(Beginning of Entries shown)

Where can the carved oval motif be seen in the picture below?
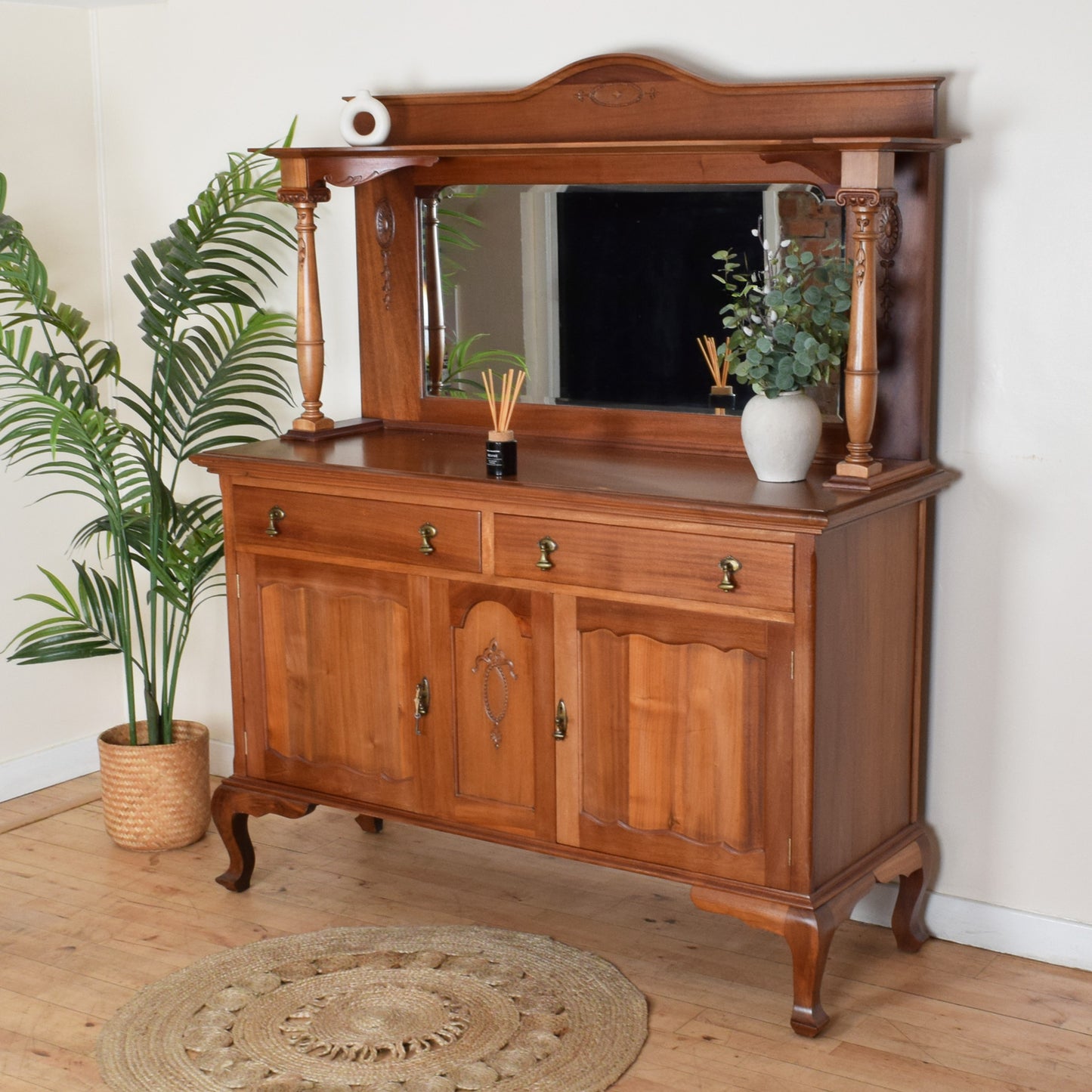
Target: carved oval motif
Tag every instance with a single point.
(385, 224)
(890, 227)
(616, 94)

(End of Entries shown)

• [The task]:
Your answer must be an exact copy of every entry, with the pictures left out.

• [Finished exercise]:
Where can the carved oval motif be seen in the picture below?
Target: carved oval motif
Tag every instance with a single point.
(385, 224)
(890, 227)
(616, 94)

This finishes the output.